start EXCERPTED DATA
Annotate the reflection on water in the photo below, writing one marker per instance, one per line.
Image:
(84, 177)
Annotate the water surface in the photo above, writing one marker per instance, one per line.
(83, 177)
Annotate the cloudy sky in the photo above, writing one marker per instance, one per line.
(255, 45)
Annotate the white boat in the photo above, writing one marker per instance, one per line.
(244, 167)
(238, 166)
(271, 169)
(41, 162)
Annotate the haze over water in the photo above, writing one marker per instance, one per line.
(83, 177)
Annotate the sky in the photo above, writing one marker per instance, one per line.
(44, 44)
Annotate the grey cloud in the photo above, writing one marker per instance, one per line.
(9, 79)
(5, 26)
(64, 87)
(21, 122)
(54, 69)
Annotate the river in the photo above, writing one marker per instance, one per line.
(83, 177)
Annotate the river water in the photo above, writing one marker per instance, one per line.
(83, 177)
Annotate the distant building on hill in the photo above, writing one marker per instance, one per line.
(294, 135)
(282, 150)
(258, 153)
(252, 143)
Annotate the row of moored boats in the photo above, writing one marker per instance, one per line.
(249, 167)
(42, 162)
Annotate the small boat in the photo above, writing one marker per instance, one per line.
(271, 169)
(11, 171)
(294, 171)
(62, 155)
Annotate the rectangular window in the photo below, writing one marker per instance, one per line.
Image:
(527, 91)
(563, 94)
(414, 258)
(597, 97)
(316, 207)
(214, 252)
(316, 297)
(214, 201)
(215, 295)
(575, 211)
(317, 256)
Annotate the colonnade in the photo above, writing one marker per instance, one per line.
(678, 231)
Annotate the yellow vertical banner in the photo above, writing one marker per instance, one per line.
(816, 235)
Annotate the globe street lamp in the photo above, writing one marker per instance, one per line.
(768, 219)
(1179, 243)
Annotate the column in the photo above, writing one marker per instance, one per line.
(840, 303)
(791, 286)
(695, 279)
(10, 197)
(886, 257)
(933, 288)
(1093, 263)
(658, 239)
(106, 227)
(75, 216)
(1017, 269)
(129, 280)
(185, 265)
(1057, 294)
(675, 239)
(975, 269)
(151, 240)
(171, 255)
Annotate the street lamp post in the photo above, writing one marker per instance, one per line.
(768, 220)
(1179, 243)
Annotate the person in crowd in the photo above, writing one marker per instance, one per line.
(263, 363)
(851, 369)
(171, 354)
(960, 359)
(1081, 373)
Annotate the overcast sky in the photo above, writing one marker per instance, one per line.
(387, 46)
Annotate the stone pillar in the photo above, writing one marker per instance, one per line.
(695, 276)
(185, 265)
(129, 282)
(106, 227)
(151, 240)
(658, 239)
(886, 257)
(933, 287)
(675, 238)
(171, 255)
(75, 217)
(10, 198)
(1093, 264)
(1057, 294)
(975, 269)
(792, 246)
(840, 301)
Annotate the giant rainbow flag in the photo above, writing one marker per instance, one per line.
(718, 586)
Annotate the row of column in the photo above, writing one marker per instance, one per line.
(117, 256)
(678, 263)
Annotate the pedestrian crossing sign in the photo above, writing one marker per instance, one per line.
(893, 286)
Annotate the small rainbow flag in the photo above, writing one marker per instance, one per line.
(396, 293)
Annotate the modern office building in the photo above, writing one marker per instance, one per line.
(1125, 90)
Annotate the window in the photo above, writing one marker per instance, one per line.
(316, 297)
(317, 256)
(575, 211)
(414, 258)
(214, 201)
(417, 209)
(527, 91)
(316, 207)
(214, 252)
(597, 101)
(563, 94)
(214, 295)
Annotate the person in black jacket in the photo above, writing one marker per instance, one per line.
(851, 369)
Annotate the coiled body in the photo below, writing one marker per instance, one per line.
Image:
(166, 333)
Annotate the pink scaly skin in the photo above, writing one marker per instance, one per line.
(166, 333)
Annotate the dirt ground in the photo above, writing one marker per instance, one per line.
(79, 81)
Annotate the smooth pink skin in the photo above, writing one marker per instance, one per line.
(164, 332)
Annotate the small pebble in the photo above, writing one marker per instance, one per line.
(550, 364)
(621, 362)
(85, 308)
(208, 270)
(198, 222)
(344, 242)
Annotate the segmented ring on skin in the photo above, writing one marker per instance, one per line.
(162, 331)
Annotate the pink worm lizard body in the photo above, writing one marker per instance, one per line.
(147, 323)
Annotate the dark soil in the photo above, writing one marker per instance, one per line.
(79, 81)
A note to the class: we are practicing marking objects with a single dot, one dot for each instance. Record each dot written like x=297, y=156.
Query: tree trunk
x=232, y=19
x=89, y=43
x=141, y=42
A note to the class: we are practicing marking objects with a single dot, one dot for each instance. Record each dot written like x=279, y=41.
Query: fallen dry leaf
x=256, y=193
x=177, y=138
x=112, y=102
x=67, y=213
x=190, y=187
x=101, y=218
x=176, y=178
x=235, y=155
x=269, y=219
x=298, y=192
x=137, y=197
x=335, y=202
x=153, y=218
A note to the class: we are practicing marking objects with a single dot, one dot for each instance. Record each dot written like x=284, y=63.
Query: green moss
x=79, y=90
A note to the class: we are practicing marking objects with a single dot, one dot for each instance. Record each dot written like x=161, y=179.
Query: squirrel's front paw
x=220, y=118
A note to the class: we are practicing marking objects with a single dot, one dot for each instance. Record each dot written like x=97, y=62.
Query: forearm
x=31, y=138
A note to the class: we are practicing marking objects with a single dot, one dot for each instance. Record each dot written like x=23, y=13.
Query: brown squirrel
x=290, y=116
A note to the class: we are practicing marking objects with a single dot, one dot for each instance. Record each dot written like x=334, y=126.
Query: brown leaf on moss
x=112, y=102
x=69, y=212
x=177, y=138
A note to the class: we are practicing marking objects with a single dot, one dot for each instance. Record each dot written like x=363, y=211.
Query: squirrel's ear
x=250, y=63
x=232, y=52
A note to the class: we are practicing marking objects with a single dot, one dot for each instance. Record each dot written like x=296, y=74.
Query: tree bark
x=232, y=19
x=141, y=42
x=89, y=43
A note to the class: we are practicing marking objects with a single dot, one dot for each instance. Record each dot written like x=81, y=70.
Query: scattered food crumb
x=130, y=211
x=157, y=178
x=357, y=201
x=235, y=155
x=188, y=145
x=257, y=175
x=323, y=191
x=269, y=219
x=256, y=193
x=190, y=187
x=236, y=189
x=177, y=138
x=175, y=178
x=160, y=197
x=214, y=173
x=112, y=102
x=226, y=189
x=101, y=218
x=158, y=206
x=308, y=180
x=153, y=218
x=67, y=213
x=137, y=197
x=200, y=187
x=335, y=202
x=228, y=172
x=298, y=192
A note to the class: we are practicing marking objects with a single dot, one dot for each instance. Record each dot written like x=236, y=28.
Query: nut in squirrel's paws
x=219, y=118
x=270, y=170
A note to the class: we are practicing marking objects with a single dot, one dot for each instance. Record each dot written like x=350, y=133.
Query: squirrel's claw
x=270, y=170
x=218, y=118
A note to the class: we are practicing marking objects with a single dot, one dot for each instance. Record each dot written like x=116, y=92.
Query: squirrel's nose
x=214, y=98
end EXCERPTED DATA
TO DO:
The records above should be duplicated in full, exactly as given.

TASK RESPONSE:
Annotate the reflection on water in the photo below, writing one marker per instance, one per line.
Image:
(84, 177)
Annotate the water surface in the photo above, writing one marker per instance, one per line.
(83, 177)
Annotate the cloudy sky in the photo above, writing one marker per instance, one per line.
(255, 45)
Annotate the white boat in the photo above, writing one marker per instance, one per line.
(244, 167)
(238, 166)
(271, 169)
(41, 162)
Annotate the haze over water in the photo above, writing one marker per instance, one per line.
(83, 177)
Annotate the sky in the photo above, writing one marker per instance, one per line.
(44, 44)
Annotate the grey cloud in the photo above, writing one marker per instance, one per line.
(9, 79)
(5, 26)
(64, 87)
(21, 122)
(54, 69)
Annotate the river in the photo above, writing one marker per instance, one per line.
(83, 177)
Annotate the river water in the photo above, writing one marker per instance, one per line.
(83, 177)
Annotate the distant building on hill in the photo above, writing one marker per instance, one per line.
(294, 135)
(282, 150)
(258, 153)
(252, 143)
Annotate the row of moored boats in the photo above, writing one marker per instance, one per line.
(249, 167)
(42, 162)
Annotate the small boat in the photo above, writing one marker per instance, one per line.
(271, 169)
(11, 171)
(294, 171)
(62, 155)
Annotate the rectangular window in the photo below, writing one marker per instance, one per line.
Image:
(527, 91)
(563, 94)
(414, 258)
(597, 97)
(316, 207)
(214, 252)
(316, 297)
(214, 201)
(215, 295)
(575, 211)
(317, 256)
Annotate the colonnade in the photo above, writing one marker per instance, one per line.
(678, 231)
Annotate the yellow vertical banner in the photo above, writing one marker per instance, one per line.
(816, 235)
Annotate the globe street lamp in the photo above, writing one marker per instance, one per line.
(768, 219)
(1179, 243)
Annotate the column in the photo above, writing one marker per instance, one per line.
(840, 303)
(791, 286)
(695, 279)
(10, 197)
(886, 257)
(933, 288)
(1093, 263)
(658, 239)
(106, 227)
(75, 216)
(1017, 269)
(129, 280)
(185, 265)
(1057, 294)
(675, 239)
(975, 269)
(151, 240)
(171, 255)
Annotate the street lamp post in the photo above, writing one marker per instance, one per line.
(768, 220)
(1179, 243)
Annotate the person in crowd in the photo above, writing one marker per instance, one per line.
(263, 363)
(851, 369)
(171, 354)
(960, 359)
(1081, 373)
Annotate the overcast sky in the photo above, writing one marker per instance, one per line.
(387, 46)
Annotate the stone pillar in the photo above, writing one marker per instance, one per line.
(695, 276)
(185, 265)
(129, 282)
(106, 227)
(151, 240)
(658, 239)
(886, 257)
(933, 287)
(675, 238)
(171, 255)
(75, 217)
(10, 198)
(1093, 264)
(1057, 294)
(975, 269)
(792, 246)
(840, 301)
Annotate the giant rainbow flag in the photo above, writing one marker per instance, one per line.
(718, 586)
Annotate the row of column in the photo above, writing one marker per instance, one per line.
(117, 256)
(678, 263)
Annotate the pedestrian crossing sign in the photo above, writing one marker per instance, one per line.
(893, 286)
Annotate the small rainbow flag in the photo above, writing one marker per instance, one per line.
(396, 293)
Annotate the modern office building in the photo above, writing one marker per instance, one per line.
(1125, 90)
Annotate the window in the photo above, writing one marker per instance, one per line.
(316, 297)
(317, 256)
(575, 211)
(414, 258)
(214, 201)
(417, 209)
(527, 91)
(316, 207)
(214, 252)
(597, 101)
(563, 94)
(214, 295)
Annotate the person in black jacket in the photo above, writing one marker per instance, one per line.
(851, 369)
Annotate the coiled body in the photo below, writing one marker per instance, one per line.
Image:
(166, 333)
Annotate the pink scaly skin in the photo above, writing one marker per instance, one per line.
(166, 333)
Annotate the dirt ground in the photo above, writing one marker per instance, one per line.
(79, 81)
Annotate the smooth pink skin in the photo above, writing one marker per instance, one per line.
(164, 332)
Annotate the small pebble in the photo above, writing one marker per instance, one per line.
(550, 364)
(621, 362)
(85, 308)
(208, 270)
(198, 222)
(344, 242)
Annotate the segmented ring on skin in the photo above, writing one marker per instance, one per line.
(162, 331)
Annotate the pink worm lizard body in the photo above, writing one marker per instance, one per line.
(147, 323)
Annotate the dark soil in the photo above, writing one marker per instance, one per line.
(79, 81)
A note to the class: we are practicing marking objects with a single dot, one dot for each instance. Record each dot written like x=297, y=156.
Query: tree trunk
x=232, y=19
x=89, y=43
x=141, y=42
A note to the class: we are practicing marking objects with a single dot, one dot for each instance. Record each dot written like x=279, y=41.
Query: fallen dry leaf
x=256, y=193
x=177, y=138
x=112, y=102
x=67, y=213
x=190, y=187
x=101, y=218
x=176, y=178
x=235, y=155
x=269, y=219
x=298, y=192
x=137, y=197
x=335, y=202
x=153, y=218
A note to the class: we are practicing marking objects with a single dot, one dot for each instance. Record each dot written like x=284, y=63.
Query: green moss
x=79, y=90
A note to the class: we are practicing marking objects with a single dot, one dot for each instance. Record each dot written like x=161, y=179.
Query: squirrel's front paw
x=220, y=118
A note to the class: we are practicing marking objects with a single dot, one dot for each instance. Record each dot written like x=97, y=62.
Query: forearm
x=31, y=138
A note to the class: we are practicing marking objects with a single dot, one dot for each instance. Record each dot written like x=23, y=13.
Query: brown squirrel
x=290, y=116
A note to the class: we are practicing marking objects with a single dot, one dot for each instance. Record each dot written like x=334, y=126.
Query: brown leaf on moss
x=112, y=102
x=69, y=212
x=177, y=138
A note to the class: we are practicing marking objects with a single dot, one dot for each instance. Record each dot written like x=363, y=211.
Query: squirrel's ear
x=250, y=63
x=232, y=52
A note to the class: we are practicing marking objects with a single dot, one dot for each instance. Record each dot written like x=296, y=74.
Query: tree bark
x=232, y=19
x=141, y=42
x=89, y=43
A note to the class: we are practicing marking objects with a single dot, one dot for each instance. Record each dot written like x=81, y=70.
Query: scattered food crumb
x=130, y=211
x=157, y=178
x=357, y=201
x=235, y=155
x=188, y=145
x=257, y=175
x=323, y=191
x=269, y=219
x=256, y=193
x=190, y=187
x=236, y=189
x=177, y=138
x=175, y=178
x=160, y=197
x=214, y=173
x=112, y=102
x=226, y=189
x=101, y=218
x=158, y=206
x=308, y=180
x=153, y=218
x=67, y=213
x=137, y=197
x=200, y=187
x=335, y=202
x=228, y=172
x=298, y=192
A note to the class: we are practicing marking objects with a single dot, one dot for each instance. Record each dot written like x=236, y=28.
Query: nut in squirrel's paws
x=219, y=118
x=270, y=170
A note to the class: we are practicing marking objects with a single dot, one dot for each instance. Record each dot written like x=350, y=133.
Query: squirrel's claw
x=270, y=170
x=218, y=118
A note to the class: we are practicing marking objects with a single dot, one dot for each instance. Record each dot written like x=116, y=92.
Query: squirrel's nose
x=214, y=98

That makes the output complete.